◆ Task objective ◆
Give the entries again exactly, every one of them.

## START Provided data

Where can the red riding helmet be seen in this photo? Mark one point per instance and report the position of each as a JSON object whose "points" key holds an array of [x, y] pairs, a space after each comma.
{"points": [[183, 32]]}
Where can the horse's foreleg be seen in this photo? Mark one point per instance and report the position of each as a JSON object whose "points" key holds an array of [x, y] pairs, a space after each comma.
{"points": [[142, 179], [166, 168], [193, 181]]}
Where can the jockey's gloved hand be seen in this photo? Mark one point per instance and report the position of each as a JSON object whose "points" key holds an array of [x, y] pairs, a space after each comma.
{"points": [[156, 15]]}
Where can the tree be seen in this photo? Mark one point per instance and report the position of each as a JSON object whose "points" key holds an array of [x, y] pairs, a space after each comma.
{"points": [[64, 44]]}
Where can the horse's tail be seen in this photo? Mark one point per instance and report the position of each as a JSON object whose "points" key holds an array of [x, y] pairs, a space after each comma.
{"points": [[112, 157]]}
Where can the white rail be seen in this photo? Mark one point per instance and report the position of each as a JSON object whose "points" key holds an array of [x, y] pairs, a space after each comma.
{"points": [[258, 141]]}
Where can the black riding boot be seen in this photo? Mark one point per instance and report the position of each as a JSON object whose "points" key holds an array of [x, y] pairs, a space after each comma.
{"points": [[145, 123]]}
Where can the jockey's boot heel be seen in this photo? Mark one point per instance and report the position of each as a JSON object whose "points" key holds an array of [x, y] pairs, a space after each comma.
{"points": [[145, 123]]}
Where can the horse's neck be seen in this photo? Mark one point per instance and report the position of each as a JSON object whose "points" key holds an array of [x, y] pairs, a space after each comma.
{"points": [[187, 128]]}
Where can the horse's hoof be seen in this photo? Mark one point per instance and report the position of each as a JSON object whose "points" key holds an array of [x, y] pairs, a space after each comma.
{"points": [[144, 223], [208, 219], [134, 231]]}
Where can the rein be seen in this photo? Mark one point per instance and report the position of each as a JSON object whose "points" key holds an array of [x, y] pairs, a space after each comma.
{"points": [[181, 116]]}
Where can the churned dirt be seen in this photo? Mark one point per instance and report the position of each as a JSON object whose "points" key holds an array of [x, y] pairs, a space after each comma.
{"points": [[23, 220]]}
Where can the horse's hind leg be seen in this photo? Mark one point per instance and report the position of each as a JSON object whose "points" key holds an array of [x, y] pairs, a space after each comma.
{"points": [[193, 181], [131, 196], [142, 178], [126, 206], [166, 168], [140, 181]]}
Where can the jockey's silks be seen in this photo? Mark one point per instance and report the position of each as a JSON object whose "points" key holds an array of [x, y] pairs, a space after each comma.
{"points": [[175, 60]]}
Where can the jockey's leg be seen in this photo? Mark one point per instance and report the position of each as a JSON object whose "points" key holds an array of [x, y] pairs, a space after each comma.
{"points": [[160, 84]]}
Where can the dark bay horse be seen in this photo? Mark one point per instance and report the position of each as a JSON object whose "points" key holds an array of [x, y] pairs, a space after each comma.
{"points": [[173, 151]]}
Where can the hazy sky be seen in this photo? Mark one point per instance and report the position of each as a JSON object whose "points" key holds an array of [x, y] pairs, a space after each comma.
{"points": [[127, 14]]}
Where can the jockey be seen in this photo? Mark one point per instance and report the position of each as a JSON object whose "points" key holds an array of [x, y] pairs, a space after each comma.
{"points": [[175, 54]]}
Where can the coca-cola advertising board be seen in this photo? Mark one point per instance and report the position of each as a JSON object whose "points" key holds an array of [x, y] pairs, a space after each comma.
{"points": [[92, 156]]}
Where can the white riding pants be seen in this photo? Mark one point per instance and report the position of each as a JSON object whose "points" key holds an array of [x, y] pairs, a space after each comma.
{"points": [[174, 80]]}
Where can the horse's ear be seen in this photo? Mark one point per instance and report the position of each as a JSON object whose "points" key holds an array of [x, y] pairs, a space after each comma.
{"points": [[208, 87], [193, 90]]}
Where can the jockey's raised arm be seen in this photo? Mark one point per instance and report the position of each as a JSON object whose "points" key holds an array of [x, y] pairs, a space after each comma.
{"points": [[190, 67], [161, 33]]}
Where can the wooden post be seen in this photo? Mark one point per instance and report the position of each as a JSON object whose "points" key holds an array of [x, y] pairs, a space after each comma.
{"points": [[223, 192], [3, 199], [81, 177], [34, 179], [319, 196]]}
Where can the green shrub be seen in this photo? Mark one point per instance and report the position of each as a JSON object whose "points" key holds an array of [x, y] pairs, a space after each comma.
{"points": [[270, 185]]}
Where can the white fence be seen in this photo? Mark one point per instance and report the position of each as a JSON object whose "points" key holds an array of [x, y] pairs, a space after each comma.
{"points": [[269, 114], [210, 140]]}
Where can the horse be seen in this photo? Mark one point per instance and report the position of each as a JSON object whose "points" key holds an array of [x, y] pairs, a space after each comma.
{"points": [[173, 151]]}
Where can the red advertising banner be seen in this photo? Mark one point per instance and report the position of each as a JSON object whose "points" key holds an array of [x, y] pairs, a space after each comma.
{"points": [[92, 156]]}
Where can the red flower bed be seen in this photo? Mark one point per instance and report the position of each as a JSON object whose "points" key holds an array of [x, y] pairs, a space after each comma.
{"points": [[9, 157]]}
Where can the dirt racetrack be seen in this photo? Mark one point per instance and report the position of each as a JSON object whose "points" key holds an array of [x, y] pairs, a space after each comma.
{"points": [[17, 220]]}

## END Provided data

◆ Written response ◆
Where can the red riding helmet be seen in this photo? Mark one point per instance and report the position of each as a JSON object whose "points" key holds an array of [x, y] pairs, a space after each comma.
{"points": [[183, 32]]}
Where can the horse's foreleg be seen in this photo? Mark one point per instance and report the position of each as a JSON object whose "points" key holds an array of [x, y] pairs, a space after each comma.
{"points": [[142, 179], [166, 168], [193, 181]]}
Where can the jockey's gloved hand be seen in this photo? Mark one point per instance and report the position of each as a JSON object whose "points" key holds an array of [x, y] pairs, a space after each comma.
{"points": [[156, 15]]}
Where can the tree be seen in this photo? Mark one point per instance and report the position of each as a JSON object whose "points" key holds an array of [x, y] pairs, a space after each comma.
{"points": [[64, 44]]}
Where can the horse's tail be seen in this photo? Mark one point per instance and report the position of each as a JSON object whose "points" key holds an array of [x, y] pairs, a space after each comma.
{"points": [[112, 157]]}
Where can the white rail be seen in this photo? Mark one point per instance and report the position of each as a JSON object whose "points" key holds an array of [x, y] pairs, a space after each comma.
{"points": [[258, 141]]}
Where can the black riding boot be seen in this photo? Mark one point per instance and report the position of each as a JSON object whose "points" key holds an array of [x, y] pairs, a space after each comma.
{"points": [[145, 123]]}
Where can the jockey's boot heel be seen in this photo? Mark one point per instance and report the position of each as a JSON object whose "points" key holds an array of [x, y] pairs, a space after each comma.
{"points": [[145, 123]]}
Where can the horse's neck be seen in this photo? Mark one point per instance and report the position of each as a JSON object whose "points" key holds an array of [x, y] pairs, a space after each comma.
{"points": [[187, 128]]}
Where can the horse's hoof be seen in this photo? Mark one point per instance and report the position of each as a JSON object whose "points" key holds an array of [x, y] pairs, a space after each comma.
{"points": [[144, 223], [208, 219], [134, 231]]}
Where can the rein be seen in this photo? Mark one point per instance and report the position of each as a JSON object whose "points" key holds an array of [x, y] pairs, a space after each comma.
{"points": [[181, 116]]}
Where can the churned dirt be seen in this photo? Mark one point per instance and report the position of each as a JSON object whose "points" key holds an array of [x, y] pairs, a space after each comma.
{"points": [[23, 220]]}
Where can the horse's hind leg be seen in this photo? Mark one point per instance and report the position of each as a JSON object whose "points" key holds an array of [x, y] pairs, a space after each comma.
{"points": [[193, 181], [131, 196], [142, 178], [126, 206], [166, 168], [140, 181]]}
Where can the jockey's silks be seen in this photo? Mark one point per instance and report the position of each as a JSON object whose "points" key holds an array of [x, y] pairs, a space after each comma.
{"points": [[175, 60]]}
Where can the jockey's leg be seen in this photo? Mark one point per instance and report the position of each as a JSON object whose "points" key holds an array of [x, y] pairs, a space after each comma.
{"points": [[160, 84]]}
Where can the dark bay horse be seen in this photo? Mark one point per instance and report the position of each as a JSON object whose "points" key holds an array of [x, y] pairs, a space after each comma.
{"points": [[173, 151]]}
Where can the hazy sky be seen in this photo? Mark one point per instance and report the position of each as a JSON object whose "points" key holds an array of [x, y] pairs, a space after each comma.
{"points": [[127, 14]]}
Where can the jockey be seen in this photo? Mark one point per instance and report the position of each as a JSON object whose "points" key holds an array of [x, y] pairs, a space after each comma.
{"points": [[175, 54]]}
Where can the coca-cola advertising board be seen in this photo? Mark one point per instance and report the position of each as a JSON object whose "points" key holds an array of [x, y] pairs, a space after each comma.
{"points": [[92, 156]]}
Where can the white riding pants be seen in this photo? Mark one point per instance and report the position of each as a JSON object whose "points" key holds an array of [x, y] pairs, a space after each comma.
{"points": [[174, 80]]}
Where can the horse's ear be seen in this photo? Mark one point per instance and report the position of each as a JSON object whose "points" key holds an array of [x, y] pairs, a space after each comma.
{"points": [[208, 87], [193, 90]]}
Where can the jockey's raised arm be seen in this photo? Mark one point per instance and report the position of each as a JSON object whose "points" key holds an array of [x, y] pairs, a space after each comma.
{"points": [[190, 67], [161, 33]]}
Where can the wooden post be seen in this photo? Mark one point per instance and report the position of each as a JSON object whose "points" key holds an array of [x, y] pairs, a space after each comma.
{"points": [[223, 192], [3, 199], [81, 177], [34, 179], [319, 196]]}
Where can the green shrub be seen in this photo? Mark one point per instance and report the position of each as a JSON object whose "points" key holds an array of [x, y] pairs, a space after each comma.
{"points": [[270, 185]]}
Where can the white fence be seen in this photo? Mark one point per instance and report the position of each as a JSON object whose "points" key holds an array of [x, y] pairs, a space after each comma.
{"points": [[269, 114], [210, 140]]}
Where can the horse be seen in this photo? Mark one point per instance and report the position of each as a JSON object whose "points" key holds an array of [x, y] pairs, a space after each comma.
{"points": [[173, 151]]}
Where can the red advertising banner be seen in this photo? Mark one point per instance and report the position of each as a JSON object whose "points" key holds an array of [x, y] pairs, a space after each comma.
{"points": [[92, 156]]}
Where can the red flower bed be seen in this photo? Mark one point per instance and report the position of each as a JSON object whose "points" key holds an array of [x, y] pairs, a space after each comma.
{"points": [[9, 157]]}
Where can the dirt racetrack be seen in this photo? Mark one point per instance and report the position of each as a JSON object whose "points" key holds an array of [x, y] pairs, a space after each comma.
{"points": [[17, 220]]}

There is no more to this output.